§ Task data
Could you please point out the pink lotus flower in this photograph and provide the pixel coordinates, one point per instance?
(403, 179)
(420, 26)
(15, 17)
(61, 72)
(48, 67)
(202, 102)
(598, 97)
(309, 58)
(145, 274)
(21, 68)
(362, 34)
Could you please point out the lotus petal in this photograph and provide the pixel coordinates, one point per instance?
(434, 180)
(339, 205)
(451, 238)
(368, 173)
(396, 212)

§ Your instructions
Retype the listing above line for line, keeping every line identical to the original.

§ Complete output
Could you please point out the pink lotus flower in this photograph and provide the pixel coordinates, one point per instance?
(403, 179)
(420, 26)
(15, 17)
(61, 72)
(48, 67)
(202, 102)
(598, 97)
(309, 58)
(145, 274)
(21, 68)
(362, 34)
Could you please point out the lotus petal in this photograph and provide the pixel coordinates, one point per instance?
(434, 180)
(339, 205)
(451, 238)
(368, 173)
(396, 212)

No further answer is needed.